:: Page excerpt ::
TYK2 Refit Validation
After using the bespoke workflow to optimize the torsions of some of the TYK2 ligands we want to establish how much the parameters have improved the overall description of the molecule. What's more, we also want to see how well the parameters fit molecule fragments transfer back to the parent molecule. In these tests, we hope to establish how the optimization has affected the force field before running FEP calculations.
Bespoke-fit
Each of the TYK2 molecules was fragmented using fragmenter. The WBO threshold was set to 0.03
and all non-rotor ring substituents were removed. A new smirks pattern was then made for each unique combination of 4 atoms running through the central bond fragmented around. 1D Torsion drives were then ran for each rotatable central bond on the public QCArchive using our default specification.
The smirks pattern included atoms up to 1 bond away from the 4 atoms in the dihedral to ensure that the patterns were transferable between fragments but were unique enough to not be miss applied. This is important as it ensures that smirks patterns are optimized in the presence of the parameters they will be used within production and allows self-consistent optimisation of interdependent torsions.
:::
→ **Problem set**:
**a.** List, in order, the steps of the procedure given under the "Bespoke-fit" heading of the TYK2 refit validation page, from fragmenting the molecules through running the torsion drives.
**b.** Extend the TYK2 refit validation page, picking up right after its last sentence.
:: Data lines ::
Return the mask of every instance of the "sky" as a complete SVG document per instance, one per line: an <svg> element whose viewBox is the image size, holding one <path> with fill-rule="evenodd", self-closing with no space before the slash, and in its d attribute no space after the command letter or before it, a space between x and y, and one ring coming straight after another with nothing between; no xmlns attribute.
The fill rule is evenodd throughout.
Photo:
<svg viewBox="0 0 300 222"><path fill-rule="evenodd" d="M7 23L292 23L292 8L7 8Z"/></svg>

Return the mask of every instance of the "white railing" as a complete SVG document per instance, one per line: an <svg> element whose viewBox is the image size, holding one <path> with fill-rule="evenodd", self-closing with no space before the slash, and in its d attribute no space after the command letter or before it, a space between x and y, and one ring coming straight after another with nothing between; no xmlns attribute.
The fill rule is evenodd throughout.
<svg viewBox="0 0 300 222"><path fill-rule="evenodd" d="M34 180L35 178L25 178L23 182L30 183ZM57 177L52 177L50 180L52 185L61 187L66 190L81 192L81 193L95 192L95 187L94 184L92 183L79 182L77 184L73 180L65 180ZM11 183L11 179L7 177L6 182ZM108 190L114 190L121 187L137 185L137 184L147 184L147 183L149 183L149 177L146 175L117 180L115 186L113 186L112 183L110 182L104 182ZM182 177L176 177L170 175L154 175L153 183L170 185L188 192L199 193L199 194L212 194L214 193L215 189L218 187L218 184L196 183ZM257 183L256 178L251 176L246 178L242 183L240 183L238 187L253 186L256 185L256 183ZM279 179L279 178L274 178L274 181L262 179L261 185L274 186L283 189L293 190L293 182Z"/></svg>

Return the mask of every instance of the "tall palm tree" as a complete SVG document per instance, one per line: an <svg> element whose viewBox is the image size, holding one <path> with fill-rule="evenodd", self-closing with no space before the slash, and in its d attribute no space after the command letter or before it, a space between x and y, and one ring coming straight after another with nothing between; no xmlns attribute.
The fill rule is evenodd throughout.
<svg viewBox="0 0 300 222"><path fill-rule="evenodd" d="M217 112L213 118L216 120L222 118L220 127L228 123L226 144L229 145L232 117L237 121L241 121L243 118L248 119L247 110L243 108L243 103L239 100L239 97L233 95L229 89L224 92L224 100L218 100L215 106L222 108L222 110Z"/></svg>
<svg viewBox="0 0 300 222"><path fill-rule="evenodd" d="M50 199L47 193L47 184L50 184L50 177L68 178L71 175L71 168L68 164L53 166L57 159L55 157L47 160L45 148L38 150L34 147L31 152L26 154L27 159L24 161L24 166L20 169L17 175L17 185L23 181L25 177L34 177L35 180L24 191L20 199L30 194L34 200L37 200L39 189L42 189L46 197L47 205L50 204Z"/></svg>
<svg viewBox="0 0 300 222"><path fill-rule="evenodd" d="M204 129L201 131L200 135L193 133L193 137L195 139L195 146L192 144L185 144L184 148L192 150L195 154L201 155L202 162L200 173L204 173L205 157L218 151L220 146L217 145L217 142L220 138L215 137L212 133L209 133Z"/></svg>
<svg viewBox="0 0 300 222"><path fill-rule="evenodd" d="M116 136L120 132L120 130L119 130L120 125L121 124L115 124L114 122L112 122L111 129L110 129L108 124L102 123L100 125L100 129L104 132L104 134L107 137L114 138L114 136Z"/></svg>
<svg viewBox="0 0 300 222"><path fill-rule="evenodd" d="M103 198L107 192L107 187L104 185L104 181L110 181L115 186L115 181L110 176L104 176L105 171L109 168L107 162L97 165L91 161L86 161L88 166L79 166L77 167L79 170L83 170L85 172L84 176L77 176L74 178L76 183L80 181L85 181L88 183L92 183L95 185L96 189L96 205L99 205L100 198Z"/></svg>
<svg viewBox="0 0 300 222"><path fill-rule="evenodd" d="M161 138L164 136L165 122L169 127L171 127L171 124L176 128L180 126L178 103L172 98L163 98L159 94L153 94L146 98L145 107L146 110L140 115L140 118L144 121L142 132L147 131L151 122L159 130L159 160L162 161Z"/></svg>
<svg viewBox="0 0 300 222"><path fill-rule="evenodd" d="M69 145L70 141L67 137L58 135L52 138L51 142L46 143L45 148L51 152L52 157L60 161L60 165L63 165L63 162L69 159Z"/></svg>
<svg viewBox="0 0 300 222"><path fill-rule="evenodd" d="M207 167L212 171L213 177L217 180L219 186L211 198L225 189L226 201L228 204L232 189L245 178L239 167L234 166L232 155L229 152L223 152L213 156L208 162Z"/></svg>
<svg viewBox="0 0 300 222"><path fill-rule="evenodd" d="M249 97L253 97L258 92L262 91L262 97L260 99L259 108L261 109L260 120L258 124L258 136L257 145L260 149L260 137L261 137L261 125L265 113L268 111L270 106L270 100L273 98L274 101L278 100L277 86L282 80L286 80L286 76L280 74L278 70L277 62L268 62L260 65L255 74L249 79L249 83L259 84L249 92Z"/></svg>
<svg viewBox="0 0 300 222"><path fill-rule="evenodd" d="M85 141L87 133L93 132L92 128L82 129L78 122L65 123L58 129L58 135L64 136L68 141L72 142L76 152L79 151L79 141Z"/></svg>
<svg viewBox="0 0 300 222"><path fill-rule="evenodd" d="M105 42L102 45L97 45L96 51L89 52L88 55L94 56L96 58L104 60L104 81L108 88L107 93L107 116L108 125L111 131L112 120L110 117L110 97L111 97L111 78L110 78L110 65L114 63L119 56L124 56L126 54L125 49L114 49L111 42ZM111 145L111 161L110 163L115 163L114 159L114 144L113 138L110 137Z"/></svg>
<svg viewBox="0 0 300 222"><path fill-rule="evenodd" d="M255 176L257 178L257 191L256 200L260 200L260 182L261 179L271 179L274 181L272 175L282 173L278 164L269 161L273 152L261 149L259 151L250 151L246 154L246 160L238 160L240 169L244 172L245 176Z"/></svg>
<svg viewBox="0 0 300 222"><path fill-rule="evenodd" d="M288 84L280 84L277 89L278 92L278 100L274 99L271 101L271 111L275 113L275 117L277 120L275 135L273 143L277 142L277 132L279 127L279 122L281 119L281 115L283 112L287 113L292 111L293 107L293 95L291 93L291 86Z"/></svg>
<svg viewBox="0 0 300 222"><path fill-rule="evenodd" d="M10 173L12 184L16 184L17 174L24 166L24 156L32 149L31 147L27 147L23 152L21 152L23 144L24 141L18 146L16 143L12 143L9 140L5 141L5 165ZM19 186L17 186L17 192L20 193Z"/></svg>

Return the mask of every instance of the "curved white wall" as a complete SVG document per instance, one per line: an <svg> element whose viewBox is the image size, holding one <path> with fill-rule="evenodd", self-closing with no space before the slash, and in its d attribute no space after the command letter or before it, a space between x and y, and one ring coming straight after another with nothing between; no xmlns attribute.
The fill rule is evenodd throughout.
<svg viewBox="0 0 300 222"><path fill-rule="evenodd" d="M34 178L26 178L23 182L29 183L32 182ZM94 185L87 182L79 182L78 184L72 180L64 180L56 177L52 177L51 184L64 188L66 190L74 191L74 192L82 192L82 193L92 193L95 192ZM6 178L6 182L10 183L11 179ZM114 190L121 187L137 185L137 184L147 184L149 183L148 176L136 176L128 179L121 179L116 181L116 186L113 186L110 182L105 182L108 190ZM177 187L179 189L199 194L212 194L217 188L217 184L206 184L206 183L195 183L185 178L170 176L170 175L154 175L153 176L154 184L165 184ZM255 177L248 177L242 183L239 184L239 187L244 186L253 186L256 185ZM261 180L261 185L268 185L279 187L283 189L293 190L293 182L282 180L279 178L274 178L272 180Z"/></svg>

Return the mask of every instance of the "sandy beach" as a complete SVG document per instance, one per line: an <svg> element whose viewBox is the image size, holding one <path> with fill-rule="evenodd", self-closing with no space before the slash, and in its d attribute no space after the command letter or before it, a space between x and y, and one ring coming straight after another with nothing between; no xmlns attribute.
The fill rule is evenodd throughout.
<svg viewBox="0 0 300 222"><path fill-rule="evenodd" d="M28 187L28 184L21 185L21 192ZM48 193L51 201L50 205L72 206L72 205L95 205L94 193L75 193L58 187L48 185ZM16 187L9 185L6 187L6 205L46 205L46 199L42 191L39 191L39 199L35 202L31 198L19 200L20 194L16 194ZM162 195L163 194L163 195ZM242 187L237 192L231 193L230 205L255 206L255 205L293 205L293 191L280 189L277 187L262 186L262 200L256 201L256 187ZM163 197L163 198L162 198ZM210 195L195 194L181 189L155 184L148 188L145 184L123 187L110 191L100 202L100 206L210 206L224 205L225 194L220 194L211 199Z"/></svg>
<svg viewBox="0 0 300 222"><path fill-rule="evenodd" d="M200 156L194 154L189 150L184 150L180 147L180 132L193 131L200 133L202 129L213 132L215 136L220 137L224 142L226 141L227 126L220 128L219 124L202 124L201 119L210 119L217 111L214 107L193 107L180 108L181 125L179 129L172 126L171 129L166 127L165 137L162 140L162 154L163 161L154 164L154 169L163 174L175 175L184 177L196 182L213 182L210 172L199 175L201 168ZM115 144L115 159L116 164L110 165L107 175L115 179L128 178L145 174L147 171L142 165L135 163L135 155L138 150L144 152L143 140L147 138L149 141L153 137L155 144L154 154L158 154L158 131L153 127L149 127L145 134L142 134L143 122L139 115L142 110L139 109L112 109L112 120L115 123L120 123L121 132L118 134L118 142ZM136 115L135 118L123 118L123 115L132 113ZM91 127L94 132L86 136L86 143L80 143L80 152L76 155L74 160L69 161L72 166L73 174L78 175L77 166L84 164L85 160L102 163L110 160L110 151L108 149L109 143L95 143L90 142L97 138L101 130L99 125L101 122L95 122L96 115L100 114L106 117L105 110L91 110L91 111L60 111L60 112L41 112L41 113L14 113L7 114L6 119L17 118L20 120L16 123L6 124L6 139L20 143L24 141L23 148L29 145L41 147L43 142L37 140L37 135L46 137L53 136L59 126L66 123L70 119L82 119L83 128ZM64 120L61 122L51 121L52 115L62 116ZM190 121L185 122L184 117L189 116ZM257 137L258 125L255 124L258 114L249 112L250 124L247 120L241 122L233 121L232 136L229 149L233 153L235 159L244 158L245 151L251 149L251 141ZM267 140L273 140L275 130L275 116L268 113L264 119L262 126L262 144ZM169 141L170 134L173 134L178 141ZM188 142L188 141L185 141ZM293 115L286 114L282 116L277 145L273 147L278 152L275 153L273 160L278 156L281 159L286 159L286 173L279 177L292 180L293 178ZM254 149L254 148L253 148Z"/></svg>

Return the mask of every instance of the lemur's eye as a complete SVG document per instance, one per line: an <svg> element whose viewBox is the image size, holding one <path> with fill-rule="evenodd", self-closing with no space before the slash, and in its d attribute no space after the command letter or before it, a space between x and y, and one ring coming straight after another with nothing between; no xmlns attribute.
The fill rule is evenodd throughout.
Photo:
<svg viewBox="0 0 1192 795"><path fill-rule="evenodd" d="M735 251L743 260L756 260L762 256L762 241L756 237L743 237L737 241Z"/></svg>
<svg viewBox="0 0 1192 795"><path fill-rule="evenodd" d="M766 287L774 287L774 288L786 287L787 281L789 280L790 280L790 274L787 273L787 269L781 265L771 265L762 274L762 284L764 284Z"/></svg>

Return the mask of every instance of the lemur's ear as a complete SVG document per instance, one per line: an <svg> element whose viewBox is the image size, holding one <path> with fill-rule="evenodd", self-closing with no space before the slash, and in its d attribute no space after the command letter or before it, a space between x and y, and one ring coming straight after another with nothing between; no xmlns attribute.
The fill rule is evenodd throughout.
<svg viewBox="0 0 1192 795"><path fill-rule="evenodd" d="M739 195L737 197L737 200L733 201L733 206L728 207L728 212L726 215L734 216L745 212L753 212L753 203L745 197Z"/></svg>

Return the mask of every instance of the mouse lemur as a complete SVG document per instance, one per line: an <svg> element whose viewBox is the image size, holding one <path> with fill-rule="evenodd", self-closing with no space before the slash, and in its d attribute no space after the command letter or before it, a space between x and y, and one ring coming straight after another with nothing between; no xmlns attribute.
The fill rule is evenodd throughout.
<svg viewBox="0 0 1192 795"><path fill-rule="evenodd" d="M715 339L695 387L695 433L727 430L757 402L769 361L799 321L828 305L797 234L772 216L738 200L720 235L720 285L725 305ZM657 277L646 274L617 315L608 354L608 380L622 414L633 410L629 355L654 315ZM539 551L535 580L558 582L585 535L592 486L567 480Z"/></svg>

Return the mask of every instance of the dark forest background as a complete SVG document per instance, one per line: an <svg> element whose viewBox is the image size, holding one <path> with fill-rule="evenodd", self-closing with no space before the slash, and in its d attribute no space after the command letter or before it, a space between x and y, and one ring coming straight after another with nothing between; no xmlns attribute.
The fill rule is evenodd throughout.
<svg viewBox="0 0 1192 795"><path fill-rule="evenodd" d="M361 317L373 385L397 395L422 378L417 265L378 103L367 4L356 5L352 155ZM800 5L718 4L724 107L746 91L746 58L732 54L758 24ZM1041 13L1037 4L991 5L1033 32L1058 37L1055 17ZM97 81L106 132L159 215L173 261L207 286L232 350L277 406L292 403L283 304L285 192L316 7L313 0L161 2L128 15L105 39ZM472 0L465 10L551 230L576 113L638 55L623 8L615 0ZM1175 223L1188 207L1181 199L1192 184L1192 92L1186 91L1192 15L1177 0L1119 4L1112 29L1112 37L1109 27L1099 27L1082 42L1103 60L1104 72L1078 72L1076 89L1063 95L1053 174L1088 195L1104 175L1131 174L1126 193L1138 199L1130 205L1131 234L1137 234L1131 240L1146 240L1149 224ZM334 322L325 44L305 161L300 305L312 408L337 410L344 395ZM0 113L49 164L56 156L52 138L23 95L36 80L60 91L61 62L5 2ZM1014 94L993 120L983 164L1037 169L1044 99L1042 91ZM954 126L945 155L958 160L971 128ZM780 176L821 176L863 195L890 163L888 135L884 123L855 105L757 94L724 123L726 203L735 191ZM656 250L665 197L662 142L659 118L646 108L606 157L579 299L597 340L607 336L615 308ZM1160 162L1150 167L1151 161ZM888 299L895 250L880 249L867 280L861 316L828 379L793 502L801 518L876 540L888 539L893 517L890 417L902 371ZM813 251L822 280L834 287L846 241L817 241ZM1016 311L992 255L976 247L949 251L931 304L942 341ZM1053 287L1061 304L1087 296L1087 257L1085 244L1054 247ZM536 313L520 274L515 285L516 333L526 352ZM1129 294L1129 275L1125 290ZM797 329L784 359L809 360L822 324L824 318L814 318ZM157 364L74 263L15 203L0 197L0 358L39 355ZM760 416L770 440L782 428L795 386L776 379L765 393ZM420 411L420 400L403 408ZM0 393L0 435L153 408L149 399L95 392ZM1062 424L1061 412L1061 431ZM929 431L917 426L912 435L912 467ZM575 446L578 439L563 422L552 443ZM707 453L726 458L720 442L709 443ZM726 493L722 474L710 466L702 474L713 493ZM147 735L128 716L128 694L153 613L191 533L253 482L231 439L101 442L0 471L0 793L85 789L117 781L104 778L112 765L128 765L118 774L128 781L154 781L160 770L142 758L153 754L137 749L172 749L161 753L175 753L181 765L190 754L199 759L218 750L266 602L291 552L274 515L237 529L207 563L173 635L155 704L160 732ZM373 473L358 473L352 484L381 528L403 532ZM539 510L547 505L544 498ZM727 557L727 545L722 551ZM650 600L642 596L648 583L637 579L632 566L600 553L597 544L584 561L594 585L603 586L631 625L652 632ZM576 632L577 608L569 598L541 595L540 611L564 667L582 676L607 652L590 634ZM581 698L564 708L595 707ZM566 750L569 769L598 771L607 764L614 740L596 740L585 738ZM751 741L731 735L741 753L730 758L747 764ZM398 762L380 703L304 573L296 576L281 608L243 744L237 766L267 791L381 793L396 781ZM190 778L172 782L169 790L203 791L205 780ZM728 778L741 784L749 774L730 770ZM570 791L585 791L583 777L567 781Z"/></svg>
:::
→ **Outputs**:
**a.**
1. Each TYK2 molecule was fragmented using fragmenter, with the WBO threshold set to 0.03.
2. All non-rotor ring substituents were removed.
3. A new smirks pattern was made for each unique combination of 4 atoms running through the central bond fragmented around.
4. 1D torsion drives were run for each rotatable central bond on the public QCArchive using the default specification.

**b.**
The Forcebalance target TorsionProfile was used with the L1 penalty. The upper energy limit was changed to 10 from 5 and the k value prior was set to 6. This is important as it allows the parameters to move sufficiently away from the starting values in cases where the original guess is poor. What's more due to the introduction of many more torsion terms (parsley uses just 4 k values compared to the 68 made in the bespoke workflow) this also stops the regularization term dominating the error and allows for a much better fit.
Molecule 7
This molecule is a particularly challenging case for the bespoke torsion workflow due to the use of fragmentation resulting in two very similar molecules.
The difficulty here is that the bespoke smirks made for the fragments can easily be misapplied between the torsions. In this case, the bespoke torsion for the O=C-N-H
torsion even with an extra layer of atoms is the same for both fragments. For example, the pattern is [#8AH0X1x0!r+0:1]=!@[#6AH0X3x0!r+0:2](-!@[#6aH0X3x2r6+0])-!@[#7AH1X3x0!r+0:3](-!@[#6aH0X3x2r6+0])-!@[#1AH0X1x0!r+0:4]
and the the atoms matched by this in the fragments are shown below.
However, due to each unique dihedral passing through a central bond getting its own smirks the other dihedral terms are unique to the fragments and offer the extra degrees of freedom required to get a good bespoke fit for each fragment. In this case one of the other smirks is [#6aH0X3x2r6+0:1](:@[#6aH1X3x2r6+0])(:@[#6aH1X3x2r6+0])-!@[#6AH0X3x0!r+0:2](=!@[#8AH0X1x0!r+0])-!@[#7AH1X3x0!r+0:3](-!@[#1AH0X1x0!r+0])-!@[#6aH0X3x2r6+0:4](:@[#6aH1X3x2r6+0]):@[#7aH0X2x2r6+0]
which hits the following atoms.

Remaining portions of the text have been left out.